- Brief
Once the pictures are set aside, transcribe each line of the data exactly.

(Source data)

==*==

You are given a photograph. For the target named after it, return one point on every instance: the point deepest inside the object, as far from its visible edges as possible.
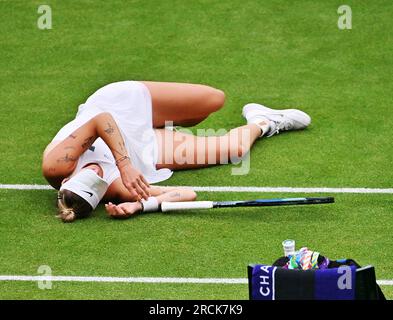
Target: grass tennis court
(279, 54)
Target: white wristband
(150, 205)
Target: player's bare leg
(182, 103)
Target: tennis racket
(193, 205)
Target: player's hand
(134, 181)
(122, 210)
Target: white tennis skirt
(130, 104)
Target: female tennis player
(118, 145)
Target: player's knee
(215, 99)
(193, 195)
(237, 151)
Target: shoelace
(281, 126)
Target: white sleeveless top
(129, 102)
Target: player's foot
(278, 120)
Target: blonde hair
(71, 206)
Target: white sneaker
(279, 120)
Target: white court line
(141, 279)
(127, 280)
(237, 189)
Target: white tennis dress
(129, 102)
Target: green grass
(276, 53)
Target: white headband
(88, 185)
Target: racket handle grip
(187, 205)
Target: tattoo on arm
(67, 159)
(110, 130)
(88, 142)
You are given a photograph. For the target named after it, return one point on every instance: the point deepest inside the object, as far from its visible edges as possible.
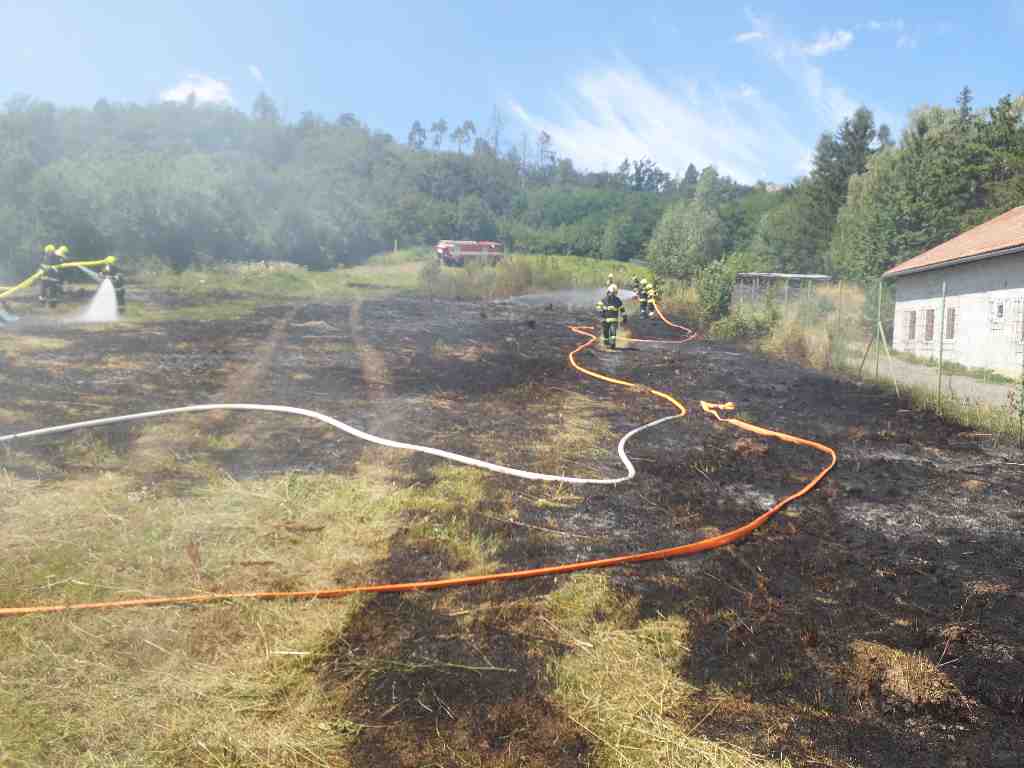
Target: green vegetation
(830, 328)
(866, 205)
(187, 185)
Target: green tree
(687, 238)
(439, 130)
(417, 135)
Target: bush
(744, 325)
(714, 287)
(404, 256)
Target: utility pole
(1020, 402)
(498, 122)
(878, 349)
(942, 336)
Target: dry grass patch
(903, 681)
(220, 685)
(19, 344)
(443, 519)
(621, 684)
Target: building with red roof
(980, 324)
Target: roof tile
(1006, 230)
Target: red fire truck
(456, 252)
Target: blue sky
(748, 87)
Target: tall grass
(520, 273)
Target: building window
(996, 312)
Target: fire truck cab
(456, 252)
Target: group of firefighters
(613, 311)
(51, 282)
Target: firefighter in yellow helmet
(611, 310)
(113, 273)
(646, 296)
(51, 283)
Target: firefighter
(611, 310)
(646, 299)
(51, 283)
(114, 274)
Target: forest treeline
(194, 184)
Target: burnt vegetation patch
(878, 621)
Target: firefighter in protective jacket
(646, 296)
(51, 282)
(114, 274)
(611, 310)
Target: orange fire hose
(685, 549)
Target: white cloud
(889, 24)
(747, 37)
(829, 101)
(615, 113)
(205, 88)
(826, 43)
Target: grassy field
(708, 664)
(413, 270)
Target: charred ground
(879, 621)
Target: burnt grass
(913, 542)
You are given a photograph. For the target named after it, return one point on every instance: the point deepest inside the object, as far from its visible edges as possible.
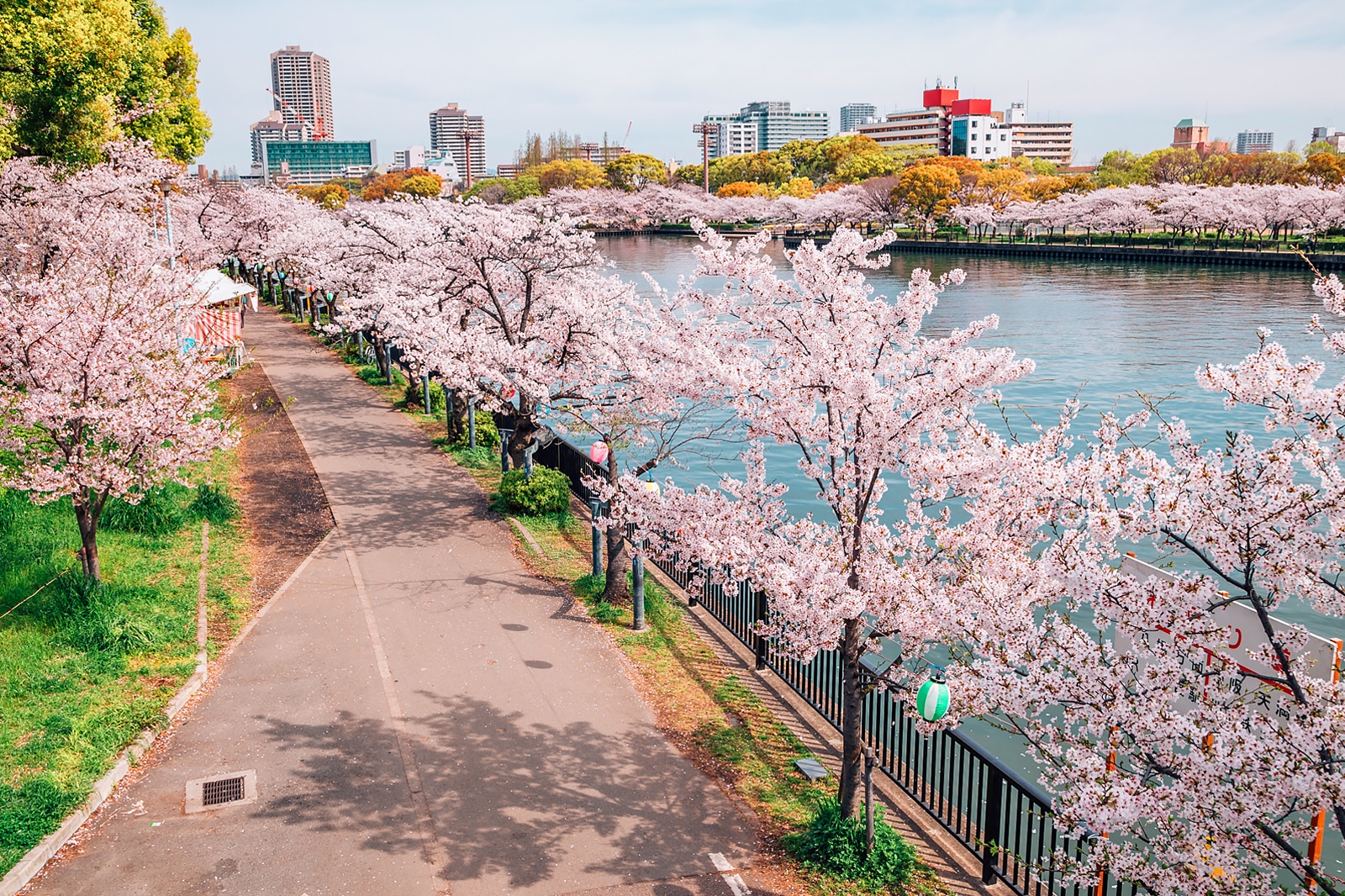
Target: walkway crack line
(435, 851)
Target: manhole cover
(219, 791)
(811, 768)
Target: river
(1100, 329)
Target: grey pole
(868, 797)
(638, 591)
(596, 508)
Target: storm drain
(219, 791)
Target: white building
(302, 89)
(273, 128)
(981, 138)
(857, 113)
(775, 125)
(447, 129)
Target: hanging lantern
(932, 698)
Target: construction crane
(316, 134)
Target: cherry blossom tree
(851, 383)
(1170, 708)
(98, 397)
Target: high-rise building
(273, 129)
(316, 161)
(1253, 141)
(302, 89)
(447, 127)
(775, 125)
(857, 113)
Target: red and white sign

==*==

- Written response
You are given a photograph. For the target named after it, return one point on every instance: the point deepest inside the object, as far from its visible edges as possible.
Target: grass tennis court
(279, 54)
Target: white wristband
(150, 205)
Target: player's bare leg
(182, 103)
Target: tennis racket
(193, 205)
Target: player's hand
(134, 181)
(122, 210)
Target: white tennis skirt
(130, 104)
Target: female tennis player
(118, 145)
Target: player's knee
(215, 99)
(193, 195)
(237, 151)
Target: shoelace
(281, 126)
Target: white sleeveless top
(129, 102)
Target: player's foot
(278, 120)
Target: blonde hair
(71, 206)
Target: white sneaker
(279, 120)
Target: white court line
(141, 279)
(127, 280)
(237, 189)
Target: white tennis dress
(129, 102)
Target: green grass
(276, 53)
Target: white headband
(88, 185)
Target: racket handle grip
(187, 205)
Target: tattoo on arm
(67, 159)
(110, 130)
(88, 142)
You are given a photograph. For the target named after it, return one point on every instance: the point deepest inside the object, as far from its visible edges as possible.
Target: green vegetation
(830, 328)
(866, 205)
(187, 185)
Target: green tree
(687, 238)
(439, 130)
(417, 135)
Target: bush
(744, 325)
(714, 287)
(404, 256)
Target: utility pole
(1020, 402)
(498, 122)
(878, 349)
(942, 336)
Target: dry grass patch
(903, 681)
(220, 685)
(19, 344)
(443, 519)
(621, 684)
Target: building with red roof
(980, 324)
Target: roof tile
(1006, 230)
Target: red fire truck
(456, 252)
Target: blue sky
(748, 87)
Target: tall grass
(520, 273)
Target: building window
(996, 312)
Target: fire truck cab
(456, 252)
Target: group of firefighters
(613, 311)
(51, 282)
Target: firefighter in yellow helmet
(611, 310)
(113, 273)
(646, 296)
(51, 283)
Target: firefighter
(611, 310)
(646, 299)
(51, 283)
(114, 274)
Target: forest treeline
(194, 184)
Target: burnt vegetation patch
(878, 621)
Target: firefighter in protective jacket
(646, 296)
(51, 282)
(114, 274)
(611, 310)
Target: orange fire hose
(685, 549)
Target: white cloud
(889, 24)
(747, 37)
(829, 101)
(615, 113)
(205, 88)
(826, 43)
Target: grassy field
(708, 664)
(413, 270)
Target: charred ground
(879, 621)
Target: burnt grass
(913, 542)
You are given a photograph. For the target named after it, return one point on every instance: the point deepest inside the object, as far from its visible edges as possible.
Target: walkway crack line
(435, 851)
Target: manhole cover
(219, 791)
(811, 768)
Target: river
(1100, 329)
Target: grey pole
(868, 797)
(638, 591)
(596, 508)
Target: storm drain
(219, 791)
Target: white building
(302, 89)
(273, 128)
(981, 138)
(857, 113)
(775, 125)
(447, 129)
Target: hanging lantern
(932, 698)
Target: construction crane
(316, 134)
Target: cherry blossom tree
(851, 383)
(1170, 708)
(98, 397)
Target: high-rise building
(273, 129)
(316, 161)
(1253, 141)
(302, 89)
(447, 127)
(775, 125)
(857, 113)
Target: red and white sign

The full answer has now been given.